What you need to do:
- A) Set down the passage on choosing machine learning tools word for word, from "Deploying a technology" up to and including "a feedback loop.".
- B) Supply the next part of the passage on choosing between simple machine learning models and deep learning, starting after its final sentence.

Text under study:
--------------------
When determining which type of tool is best for the job, it is vital to ask the end user what kind of accuracy they want. “Ask them: ‘What can you tolerate? What are your expectations for the algorithm.’”
Fralick also counsels organizations planning a data-science-based project to analyze how much similar research has been done on the topic. “See if anybody else has written anything about it,” she said. If a proposed project relates to, say, adversarial machine learning, data scientists should “go to Google Scholar and start looking for adversarial machine learning.” That’s a better alternative to coming up with, say, a strategy for defending against adversarial machine learning only to discover later that someone else had the same general idea.
Deploying a technology that leverages machine learning can be relatively simple. “Most machine learning nowadays uses statistical models that have been around for years,” Fralick said. Examples include linear regression, stepwise regression and mixed model regression. “Take any of your regressions. slap it into a software program that you’re going to train and verify,” she added. The system, continually learning from itself, provides a feedback loop.
More complex than machine learning, deep learning may be a powerful technique, but its trendy status is sparking backlash as well. Technology Review recently published an article based on an interview with New York University professor Gary Marcus that states: “the [broader AI research] field’s current overemphasis on [deep learning] may well lead to its demise.” While the technique excels at speech and image recognition, it stumbles in understanding “conversations or causal relationships,” the article continued. Marcus, along with collaborator Ernest Davis, recently penned the book “Rebooting AI: Building Artificial Intelligence We Can Trust” advocating for a more lucid and holistic approach to artificial intelligence research.
“A lot of computer scientists nowadays come out of school, and the first thing they do is focus on deep learning,” Fralick said. While deep learning has its place, organizations deploying it should have a good reason, Fralick said. Deep learning algorithms tend to have a heavy footprint, are slow to train, and are susceptible to adversarial machine learning. “So why not start with the simple stuff?”
--------------------
Extracted entries:
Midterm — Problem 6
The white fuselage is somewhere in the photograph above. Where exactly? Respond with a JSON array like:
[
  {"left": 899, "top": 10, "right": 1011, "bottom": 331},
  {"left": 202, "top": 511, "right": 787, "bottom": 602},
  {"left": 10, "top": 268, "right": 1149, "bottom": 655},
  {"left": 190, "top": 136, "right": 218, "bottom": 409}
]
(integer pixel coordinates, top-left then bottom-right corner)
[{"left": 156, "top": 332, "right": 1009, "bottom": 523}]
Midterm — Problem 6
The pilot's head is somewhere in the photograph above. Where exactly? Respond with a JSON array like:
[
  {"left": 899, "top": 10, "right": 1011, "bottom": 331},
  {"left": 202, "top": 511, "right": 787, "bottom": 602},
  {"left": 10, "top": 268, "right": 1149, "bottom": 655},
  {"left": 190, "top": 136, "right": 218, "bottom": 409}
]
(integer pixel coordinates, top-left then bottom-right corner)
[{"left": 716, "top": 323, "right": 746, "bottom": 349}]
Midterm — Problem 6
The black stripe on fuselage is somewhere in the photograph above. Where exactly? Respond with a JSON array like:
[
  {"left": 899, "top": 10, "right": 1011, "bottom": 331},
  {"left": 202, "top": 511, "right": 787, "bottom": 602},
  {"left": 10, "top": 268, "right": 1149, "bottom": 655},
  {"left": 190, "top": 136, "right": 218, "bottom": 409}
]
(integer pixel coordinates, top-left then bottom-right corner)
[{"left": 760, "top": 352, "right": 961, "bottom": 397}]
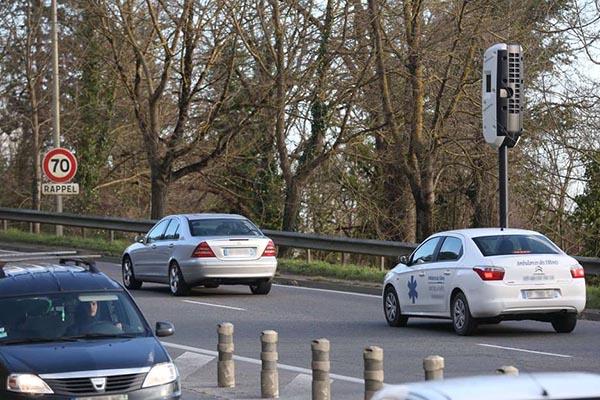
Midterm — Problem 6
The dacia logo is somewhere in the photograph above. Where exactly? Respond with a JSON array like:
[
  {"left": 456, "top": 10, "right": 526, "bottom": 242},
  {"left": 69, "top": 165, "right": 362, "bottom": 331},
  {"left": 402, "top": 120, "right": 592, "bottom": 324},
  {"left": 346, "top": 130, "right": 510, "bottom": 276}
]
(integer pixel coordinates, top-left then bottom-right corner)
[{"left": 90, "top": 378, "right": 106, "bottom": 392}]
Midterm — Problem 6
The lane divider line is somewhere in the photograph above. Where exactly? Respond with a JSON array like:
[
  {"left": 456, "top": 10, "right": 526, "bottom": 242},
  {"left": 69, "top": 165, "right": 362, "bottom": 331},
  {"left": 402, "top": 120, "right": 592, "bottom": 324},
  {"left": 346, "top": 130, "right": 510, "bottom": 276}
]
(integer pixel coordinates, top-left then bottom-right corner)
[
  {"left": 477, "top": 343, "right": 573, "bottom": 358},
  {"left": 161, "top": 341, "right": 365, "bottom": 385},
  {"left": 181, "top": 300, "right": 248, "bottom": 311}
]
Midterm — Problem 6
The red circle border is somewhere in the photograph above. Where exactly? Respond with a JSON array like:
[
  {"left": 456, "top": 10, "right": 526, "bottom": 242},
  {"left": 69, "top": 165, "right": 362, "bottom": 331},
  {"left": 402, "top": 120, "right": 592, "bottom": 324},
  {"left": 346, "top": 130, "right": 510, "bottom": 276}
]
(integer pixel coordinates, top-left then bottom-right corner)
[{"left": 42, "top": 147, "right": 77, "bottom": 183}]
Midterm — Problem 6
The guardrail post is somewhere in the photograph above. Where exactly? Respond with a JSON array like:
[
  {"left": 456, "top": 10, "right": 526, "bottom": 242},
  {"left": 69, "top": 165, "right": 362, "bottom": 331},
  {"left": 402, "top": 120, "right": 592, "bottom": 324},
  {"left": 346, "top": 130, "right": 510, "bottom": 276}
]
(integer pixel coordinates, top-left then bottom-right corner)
--------------------
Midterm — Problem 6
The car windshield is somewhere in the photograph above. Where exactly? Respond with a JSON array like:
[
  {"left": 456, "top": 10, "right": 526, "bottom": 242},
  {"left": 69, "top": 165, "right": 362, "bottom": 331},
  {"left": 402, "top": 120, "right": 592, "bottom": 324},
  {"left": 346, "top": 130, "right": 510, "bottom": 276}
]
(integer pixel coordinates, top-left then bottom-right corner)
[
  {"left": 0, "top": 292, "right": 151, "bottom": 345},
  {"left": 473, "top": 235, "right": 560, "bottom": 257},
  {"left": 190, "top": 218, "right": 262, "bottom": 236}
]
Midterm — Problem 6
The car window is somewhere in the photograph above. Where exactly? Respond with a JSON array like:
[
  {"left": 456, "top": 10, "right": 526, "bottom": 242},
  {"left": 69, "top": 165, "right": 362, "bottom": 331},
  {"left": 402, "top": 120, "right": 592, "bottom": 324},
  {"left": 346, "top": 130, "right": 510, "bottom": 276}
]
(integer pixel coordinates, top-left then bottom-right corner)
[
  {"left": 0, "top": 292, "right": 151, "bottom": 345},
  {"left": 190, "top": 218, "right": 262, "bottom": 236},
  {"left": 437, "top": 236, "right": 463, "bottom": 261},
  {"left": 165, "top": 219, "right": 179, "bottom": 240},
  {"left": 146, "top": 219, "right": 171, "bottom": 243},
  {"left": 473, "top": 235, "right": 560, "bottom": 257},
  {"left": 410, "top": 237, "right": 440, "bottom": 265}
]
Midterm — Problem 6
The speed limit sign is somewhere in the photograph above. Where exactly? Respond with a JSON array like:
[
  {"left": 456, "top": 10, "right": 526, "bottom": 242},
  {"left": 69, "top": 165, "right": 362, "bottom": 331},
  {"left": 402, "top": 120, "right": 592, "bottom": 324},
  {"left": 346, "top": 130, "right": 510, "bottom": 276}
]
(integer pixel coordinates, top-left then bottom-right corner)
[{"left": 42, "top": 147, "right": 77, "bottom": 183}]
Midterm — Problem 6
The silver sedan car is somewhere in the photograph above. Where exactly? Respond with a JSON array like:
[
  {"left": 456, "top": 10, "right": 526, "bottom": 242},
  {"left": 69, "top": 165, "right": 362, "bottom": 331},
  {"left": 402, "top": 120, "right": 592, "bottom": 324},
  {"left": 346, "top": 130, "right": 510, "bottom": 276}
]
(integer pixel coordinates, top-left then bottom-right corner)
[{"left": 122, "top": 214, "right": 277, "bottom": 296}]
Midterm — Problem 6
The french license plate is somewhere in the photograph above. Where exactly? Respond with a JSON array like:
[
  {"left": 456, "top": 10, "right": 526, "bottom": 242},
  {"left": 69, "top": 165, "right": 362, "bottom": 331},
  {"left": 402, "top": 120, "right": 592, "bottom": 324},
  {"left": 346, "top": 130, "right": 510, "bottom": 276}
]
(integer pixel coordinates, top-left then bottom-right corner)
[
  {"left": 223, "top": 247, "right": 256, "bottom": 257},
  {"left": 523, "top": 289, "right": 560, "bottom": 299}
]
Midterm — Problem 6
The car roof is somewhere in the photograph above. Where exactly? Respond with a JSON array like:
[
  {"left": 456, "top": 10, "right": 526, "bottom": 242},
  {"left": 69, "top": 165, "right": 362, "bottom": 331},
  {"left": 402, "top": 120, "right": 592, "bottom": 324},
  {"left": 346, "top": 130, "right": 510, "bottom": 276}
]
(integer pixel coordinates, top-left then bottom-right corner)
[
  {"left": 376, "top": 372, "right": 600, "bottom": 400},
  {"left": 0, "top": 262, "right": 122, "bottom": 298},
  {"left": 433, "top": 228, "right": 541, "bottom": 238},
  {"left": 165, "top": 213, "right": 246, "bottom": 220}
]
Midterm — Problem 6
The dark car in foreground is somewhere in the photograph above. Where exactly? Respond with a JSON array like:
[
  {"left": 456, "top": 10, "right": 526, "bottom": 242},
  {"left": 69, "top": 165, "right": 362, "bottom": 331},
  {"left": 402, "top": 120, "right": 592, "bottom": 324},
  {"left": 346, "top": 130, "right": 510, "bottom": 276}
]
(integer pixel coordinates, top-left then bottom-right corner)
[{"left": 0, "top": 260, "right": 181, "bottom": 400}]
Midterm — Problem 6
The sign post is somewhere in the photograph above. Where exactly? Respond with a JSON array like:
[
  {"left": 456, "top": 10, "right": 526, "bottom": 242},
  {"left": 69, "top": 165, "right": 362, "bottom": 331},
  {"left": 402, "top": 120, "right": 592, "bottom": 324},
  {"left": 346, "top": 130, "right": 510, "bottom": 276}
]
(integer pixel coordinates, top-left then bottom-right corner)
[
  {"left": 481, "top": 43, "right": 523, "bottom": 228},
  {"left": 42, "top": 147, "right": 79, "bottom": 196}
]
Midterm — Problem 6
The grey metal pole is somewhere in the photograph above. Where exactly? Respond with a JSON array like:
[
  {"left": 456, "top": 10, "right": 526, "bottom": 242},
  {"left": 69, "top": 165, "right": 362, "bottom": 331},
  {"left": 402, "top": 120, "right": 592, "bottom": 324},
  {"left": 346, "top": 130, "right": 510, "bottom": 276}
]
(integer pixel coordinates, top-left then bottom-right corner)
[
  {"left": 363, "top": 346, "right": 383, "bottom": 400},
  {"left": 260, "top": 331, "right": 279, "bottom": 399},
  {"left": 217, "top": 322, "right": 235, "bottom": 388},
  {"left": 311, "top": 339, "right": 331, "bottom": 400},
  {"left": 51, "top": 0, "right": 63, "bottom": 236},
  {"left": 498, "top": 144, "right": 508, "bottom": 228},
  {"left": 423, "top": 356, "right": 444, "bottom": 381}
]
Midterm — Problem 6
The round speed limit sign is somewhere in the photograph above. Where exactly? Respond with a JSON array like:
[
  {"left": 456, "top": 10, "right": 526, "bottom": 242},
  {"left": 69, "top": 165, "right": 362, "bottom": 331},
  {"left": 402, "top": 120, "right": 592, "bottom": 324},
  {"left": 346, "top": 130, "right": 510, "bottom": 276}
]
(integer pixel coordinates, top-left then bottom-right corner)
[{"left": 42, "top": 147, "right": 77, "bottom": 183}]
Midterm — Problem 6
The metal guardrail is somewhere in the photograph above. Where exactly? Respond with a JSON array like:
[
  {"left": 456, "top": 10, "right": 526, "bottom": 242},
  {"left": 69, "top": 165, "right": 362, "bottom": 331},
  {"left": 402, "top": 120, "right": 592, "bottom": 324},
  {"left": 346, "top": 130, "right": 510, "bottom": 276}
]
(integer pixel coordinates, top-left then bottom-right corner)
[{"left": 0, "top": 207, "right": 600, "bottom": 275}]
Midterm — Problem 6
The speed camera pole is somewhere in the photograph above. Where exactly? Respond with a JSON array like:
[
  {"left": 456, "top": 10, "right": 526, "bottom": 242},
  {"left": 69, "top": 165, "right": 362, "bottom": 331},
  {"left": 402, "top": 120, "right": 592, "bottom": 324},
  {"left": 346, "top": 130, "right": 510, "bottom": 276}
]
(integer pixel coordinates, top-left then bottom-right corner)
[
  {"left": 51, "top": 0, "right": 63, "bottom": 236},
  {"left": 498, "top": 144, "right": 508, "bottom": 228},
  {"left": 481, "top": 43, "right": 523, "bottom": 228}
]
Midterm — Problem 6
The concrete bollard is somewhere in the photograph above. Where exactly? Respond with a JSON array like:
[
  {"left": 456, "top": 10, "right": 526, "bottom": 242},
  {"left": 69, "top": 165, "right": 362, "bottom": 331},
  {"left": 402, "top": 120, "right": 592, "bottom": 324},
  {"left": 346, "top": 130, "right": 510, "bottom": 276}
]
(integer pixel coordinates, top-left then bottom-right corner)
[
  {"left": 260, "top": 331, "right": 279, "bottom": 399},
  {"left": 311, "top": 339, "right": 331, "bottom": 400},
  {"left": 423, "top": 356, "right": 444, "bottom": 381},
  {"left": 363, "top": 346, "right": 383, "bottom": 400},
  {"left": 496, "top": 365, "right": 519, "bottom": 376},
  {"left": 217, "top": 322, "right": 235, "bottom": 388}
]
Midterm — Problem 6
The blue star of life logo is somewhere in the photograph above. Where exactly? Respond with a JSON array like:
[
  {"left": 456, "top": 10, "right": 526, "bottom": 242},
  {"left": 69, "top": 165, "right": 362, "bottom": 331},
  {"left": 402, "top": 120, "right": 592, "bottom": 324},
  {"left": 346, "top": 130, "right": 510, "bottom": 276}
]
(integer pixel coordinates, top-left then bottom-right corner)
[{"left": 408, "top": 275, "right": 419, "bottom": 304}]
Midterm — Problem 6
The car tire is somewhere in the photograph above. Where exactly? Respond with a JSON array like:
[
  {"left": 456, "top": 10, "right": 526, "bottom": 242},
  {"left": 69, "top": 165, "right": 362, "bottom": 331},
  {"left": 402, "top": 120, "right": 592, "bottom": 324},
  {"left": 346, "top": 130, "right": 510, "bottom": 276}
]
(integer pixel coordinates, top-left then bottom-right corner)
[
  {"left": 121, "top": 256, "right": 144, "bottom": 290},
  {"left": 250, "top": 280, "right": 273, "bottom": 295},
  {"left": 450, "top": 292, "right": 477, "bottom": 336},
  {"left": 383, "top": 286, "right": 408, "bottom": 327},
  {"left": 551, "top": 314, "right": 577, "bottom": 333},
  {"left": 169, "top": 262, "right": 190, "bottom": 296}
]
--------------------
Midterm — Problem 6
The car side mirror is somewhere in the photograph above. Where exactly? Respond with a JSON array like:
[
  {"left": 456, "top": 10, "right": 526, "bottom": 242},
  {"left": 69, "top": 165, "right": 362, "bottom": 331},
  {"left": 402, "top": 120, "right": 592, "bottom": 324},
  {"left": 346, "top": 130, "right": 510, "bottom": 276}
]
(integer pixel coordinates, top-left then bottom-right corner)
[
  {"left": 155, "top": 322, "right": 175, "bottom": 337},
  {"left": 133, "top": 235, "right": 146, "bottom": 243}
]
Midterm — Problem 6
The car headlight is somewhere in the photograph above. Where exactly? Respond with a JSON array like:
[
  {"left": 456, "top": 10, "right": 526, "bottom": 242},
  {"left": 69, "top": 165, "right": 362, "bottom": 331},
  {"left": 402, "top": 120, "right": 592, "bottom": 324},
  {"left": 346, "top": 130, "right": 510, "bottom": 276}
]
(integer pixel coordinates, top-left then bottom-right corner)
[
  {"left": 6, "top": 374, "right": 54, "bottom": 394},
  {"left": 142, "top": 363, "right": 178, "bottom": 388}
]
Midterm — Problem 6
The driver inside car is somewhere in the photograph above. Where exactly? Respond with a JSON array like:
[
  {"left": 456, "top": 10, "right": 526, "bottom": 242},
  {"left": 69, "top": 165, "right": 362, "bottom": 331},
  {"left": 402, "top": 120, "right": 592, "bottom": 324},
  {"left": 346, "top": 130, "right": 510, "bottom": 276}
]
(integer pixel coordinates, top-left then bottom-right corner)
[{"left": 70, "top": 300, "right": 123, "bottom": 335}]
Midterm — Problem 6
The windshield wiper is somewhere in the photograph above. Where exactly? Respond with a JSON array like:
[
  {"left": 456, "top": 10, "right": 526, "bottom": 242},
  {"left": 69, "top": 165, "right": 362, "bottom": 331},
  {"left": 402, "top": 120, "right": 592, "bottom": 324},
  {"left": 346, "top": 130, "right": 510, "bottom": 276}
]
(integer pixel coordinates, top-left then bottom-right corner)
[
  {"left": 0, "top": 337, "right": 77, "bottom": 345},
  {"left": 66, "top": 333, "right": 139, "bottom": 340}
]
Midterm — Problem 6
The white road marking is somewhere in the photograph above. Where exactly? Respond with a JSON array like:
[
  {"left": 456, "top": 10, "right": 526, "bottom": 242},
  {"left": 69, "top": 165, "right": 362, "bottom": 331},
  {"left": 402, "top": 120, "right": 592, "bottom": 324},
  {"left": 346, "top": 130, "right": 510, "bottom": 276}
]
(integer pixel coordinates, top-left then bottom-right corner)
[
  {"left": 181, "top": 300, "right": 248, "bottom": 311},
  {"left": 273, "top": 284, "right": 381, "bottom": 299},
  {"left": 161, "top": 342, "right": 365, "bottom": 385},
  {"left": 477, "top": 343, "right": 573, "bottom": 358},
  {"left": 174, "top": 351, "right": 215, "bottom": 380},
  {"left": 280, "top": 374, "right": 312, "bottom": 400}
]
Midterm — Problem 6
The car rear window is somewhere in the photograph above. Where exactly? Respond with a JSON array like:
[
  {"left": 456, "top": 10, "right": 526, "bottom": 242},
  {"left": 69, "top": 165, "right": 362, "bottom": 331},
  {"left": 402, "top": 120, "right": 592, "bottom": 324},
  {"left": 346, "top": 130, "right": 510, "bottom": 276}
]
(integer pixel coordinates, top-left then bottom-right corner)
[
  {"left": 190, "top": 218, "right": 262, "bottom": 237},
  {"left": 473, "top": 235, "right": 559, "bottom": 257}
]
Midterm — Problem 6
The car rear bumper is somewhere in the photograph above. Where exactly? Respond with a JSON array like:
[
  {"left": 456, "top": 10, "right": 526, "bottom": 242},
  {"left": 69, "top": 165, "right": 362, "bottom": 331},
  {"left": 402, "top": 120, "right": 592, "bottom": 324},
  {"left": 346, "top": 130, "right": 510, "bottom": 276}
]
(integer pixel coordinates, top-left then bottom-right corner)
--------------------
Answers in order:
- A)
Deploying a technology that leverages machine learning can be relatively simple. “Most machine learning nowadays uses statistical models that have been around for years,” Fralick said. Examples include linear regression, stepwise regression and mixed model regression. “Take any of your regressions. slap it into a software program that you’re going to train and verify,” she added. The system, continually learning from itself, provides a feedback loop.

- B)
Machine learning isn’t necessarily required for deep learning, Fralick said. “I was taught to do deep learning without a computer — by hand. It would drive you absolutely bonkers.” But it is possible. “But of course, if you want to do good deep learning, and you want to do it continuously, you’re going to use machine learning. But why start there?”
A Big-Picture View
While the roots of data science are certainly not new, the data scientist profession has but a short history. It makes sense then to draw on disciplines, predating the “data science” term, that have a strong data focus.
Fralick provides an example of this principle when asked a question about support vector machines, which Wikipedia defines as: “supervised learning models with associated learning algorithms that analyze data used for classification and regression analysis.”
“Someone asked me: ‘How can you predict the growth of a cluster on one side of a support vector machine?’” Fralick recalled. “For some reason, my head went to bacteria.” Having studied microbiology and chemistry as an undergraduate, and later bioengineering at the graduate level, Fralick once had a job working as a bench microbiologist. “I also spent quite a bit of time in quality and reliability, which is very systematic. You look at things from start to finish,” Fralick said, reflecting on her experience in the semiconductor and medical device fields. “And that’s what I think data scientists really need. Above and beyond the math, the statistics, and the software and hardware, data scientists need to be able to connect the dots from start to finish. And if they don’t understand that, they’re not going to be able to understand data lineage.”